Page =
- - - - -
2. MIXING AND CASTING

   1. Concrete Mix Design

      In this study, M25 grade was used. A standard M25 was prepared according to IS: 10262-2009, the various components Cement: Fine Aggregate: Coarse Aggregate were calculated as (1:1.6:2:97) by adopting water-cement ratio of 0.45.The mix was prepared by hand mixing. Cement content of 382 kg/m3 was calculated which is greater than 300 kg/m3 as prescribed by IS: 456-2000.Five trial mixes were prepared by varying percentage of fine aggregate by replacing it with ceramic and marble mixture.

      Trial mix	Cement (%) (kg)	Sand (%) (kg)	Ceramic (%) (kg)	Marble (%) (kg)	Coarse Agg .(%) (kg)	W/C ratio
      B1	100	80	10	10	100	0.45
      B2	100	60	20	20	100	0.45
      B3	100	40	30	30	100	0.45
      B4	100	20	40	40	100	0.45
      B5	100	0	50	50	100	0.45

      TABLE IV PROPORTIONING OF TRIAL MIXES

   2. Mixing of Ingredients

      Hand mixing was employed for the study; hand mixing is mainly desirable for small concrete works. As mixing by hand is not thorough and efficient 10 percent more cement was added to cater for the inferior concrete produced by this method. Mixing was done on a steel tray by using masonry trowel. A uniform mixture was produced by turning dry mixture over and over again. After dry mixing water was added in small quantities till uniform, homogenous concrete was produced.
- - - - -
Supplied material =
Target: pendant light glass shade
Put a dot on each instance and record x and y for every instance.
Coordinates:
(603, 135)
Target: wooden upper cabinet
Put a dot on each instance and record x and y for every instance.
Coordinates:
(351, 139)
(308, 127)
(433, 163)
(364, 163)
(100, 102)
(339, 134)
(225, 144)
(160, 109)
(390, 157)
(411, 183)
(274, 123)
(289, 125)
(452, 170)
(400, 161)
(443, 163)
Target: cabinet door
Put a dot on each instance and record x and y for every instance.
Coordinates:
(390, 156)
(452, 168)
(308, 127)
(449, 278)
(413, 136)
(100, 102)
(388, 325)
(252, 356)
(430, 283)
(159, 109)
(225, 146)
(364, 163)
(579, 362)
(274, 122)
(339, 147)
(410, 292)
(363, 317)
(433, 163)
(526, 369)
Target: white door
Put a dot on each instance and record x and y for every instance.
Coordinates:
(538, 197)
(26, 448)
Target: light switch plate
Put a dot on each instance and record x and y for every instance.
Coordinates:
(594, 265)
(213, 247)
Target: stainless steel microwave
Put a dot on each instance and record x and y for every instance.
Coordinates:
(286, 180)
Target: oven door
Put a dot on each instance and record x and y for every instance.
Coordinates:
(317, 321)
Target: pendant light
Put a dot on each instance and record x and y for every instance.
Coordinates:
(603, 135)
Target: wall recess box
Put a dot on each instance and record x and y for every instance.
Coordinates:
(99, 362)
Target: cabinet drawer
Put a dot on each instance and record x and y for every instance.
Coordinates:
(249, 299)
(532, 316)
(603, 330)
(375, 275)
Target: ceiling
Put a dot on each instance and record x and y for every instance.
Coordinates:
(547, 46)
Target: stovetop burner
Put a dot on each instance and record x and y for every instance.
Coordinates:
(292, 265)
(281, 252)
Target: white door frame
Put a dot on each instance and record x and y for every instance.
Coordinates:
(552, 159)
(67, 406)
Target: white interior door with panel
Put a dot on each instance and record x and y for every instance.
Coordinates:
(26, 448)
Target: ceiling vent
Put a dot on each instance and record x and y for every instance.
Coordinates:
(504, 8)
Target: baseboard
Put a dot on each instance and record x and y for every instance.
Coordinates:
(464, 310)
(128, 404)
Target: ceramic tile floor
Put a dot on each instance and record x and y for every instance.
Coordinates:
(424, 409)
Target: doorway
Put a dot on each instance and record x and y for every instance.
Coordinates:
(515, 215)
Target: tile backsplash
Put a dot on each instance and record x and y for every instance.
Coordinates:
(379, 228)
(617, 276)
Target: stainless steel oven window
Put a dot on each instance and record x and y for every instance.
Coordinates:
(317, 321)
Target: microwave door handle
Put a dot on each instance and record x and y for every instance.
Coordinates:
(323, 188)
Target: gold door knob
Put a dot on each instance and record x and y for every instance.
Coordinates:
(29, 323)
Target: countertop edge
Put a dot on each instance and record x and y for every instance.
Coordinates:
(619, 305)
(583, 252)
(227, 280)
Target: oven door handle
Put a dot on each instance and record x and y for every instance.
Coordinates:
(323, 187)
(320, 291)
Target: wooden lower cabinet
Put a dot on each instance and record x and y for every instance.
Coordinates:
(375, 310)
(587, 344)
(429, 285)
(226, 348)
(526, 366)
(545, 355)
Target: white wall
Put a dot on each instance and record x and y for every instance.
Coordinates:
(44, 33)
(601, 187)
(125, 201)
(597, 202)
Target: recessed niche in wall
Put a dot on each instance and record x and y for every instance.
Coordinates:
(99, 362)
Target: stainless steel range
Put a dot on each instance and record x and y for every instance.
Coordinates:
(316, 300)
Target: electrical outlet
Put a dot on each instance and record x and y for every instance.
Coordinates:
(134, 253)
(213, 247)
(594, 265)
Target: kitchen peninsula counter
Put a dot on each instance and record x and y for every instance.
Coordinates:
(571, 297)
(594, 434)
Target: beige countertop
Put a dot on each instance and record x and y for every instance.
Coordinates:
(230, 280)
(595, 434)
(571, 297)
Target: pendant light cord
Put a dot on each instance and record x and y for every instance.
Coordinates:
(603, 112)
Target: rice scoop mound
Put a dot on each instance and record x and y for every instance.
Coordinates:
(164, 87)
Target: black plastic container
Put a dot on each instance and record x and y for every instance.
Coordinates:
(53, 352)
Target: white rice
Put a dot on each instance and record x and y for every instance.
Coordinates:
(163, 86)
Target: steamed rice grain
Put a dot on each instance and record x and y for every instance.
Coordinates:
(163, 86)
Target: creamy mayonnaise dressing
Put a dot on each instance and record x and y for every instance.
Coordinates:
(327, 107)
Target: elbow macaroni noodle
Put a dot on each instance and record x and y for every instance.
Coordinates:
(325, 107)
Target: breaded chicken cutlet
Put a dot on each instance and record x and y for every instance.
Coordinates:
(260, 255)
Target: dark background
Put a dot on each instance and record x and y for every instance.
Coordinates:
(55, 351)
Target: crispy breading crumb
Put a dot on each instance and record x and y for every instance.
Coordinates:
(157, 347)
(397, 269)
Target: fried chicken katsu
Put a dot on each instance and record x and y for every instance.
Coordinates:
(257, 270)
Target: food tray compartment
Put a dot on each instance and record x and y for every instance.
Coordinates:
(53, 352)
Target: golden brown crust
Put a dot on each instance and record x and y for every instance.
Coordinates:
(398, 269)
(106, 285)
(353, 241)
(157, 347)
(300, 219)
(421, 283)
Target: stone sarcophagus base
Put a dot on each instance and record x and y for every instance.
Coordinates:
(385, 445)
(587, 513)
- - - - -
Problem to work on =
Return the whole concrete mixing and casting text from above, word for word, with nothing changed.

Solution to this problem =
2. MIXING AND CASTING

   1. Concrete Mix Design

      In this study, M25 grade was used. A standard M25 was prepared according to IS: 10262-2009, the various components Cement: Fine Aggregate: Coarse Aggregate were calculated as (1:1.6:2:97) by adopting water-cement ratio of 0.45.The mix was prepared by hand mixing. Cement content of 382 kg/m3 was calculated which is greater than 300 kg/m3 as prescribed by IS: 456-2000.Five trial mixes were prepared by varying percentage of fine aggregate by replacing it with ceramic and marble mixture.

      Trial mix	Cement (%) (kg)	Sand (%) (kg)	Ceramic (%) (kg)	Marble (%) (kg)	Coarse Agg .(%) (kg)	W/C ratio
      B1	100	80	10	10	100	0.45
      B2	100	60	20	20	100	0.45
      B3	100	40	30	30	100	0.45
      B4	100	20	40	40	100	0.45
      B5	100	0	50	50	100	0.45

      TABLE IV PROPORTIONING OF TRIAL MIXES

   2. Mixing of Ingredients

      Hand mixing was employed for the study; hand mixing is mainly desirable for small concrete works. As mixing by hand is not thorough and efficient 10 percent more cement was added to cater for the inferior concrete produced by this method. Mixing was done on a steel tray by using masonry trowel. A uniform mixture was produced by turning dry mixture over and over again. After dry mixing water was added in small quantities till uniform, homogenous concrete was produced.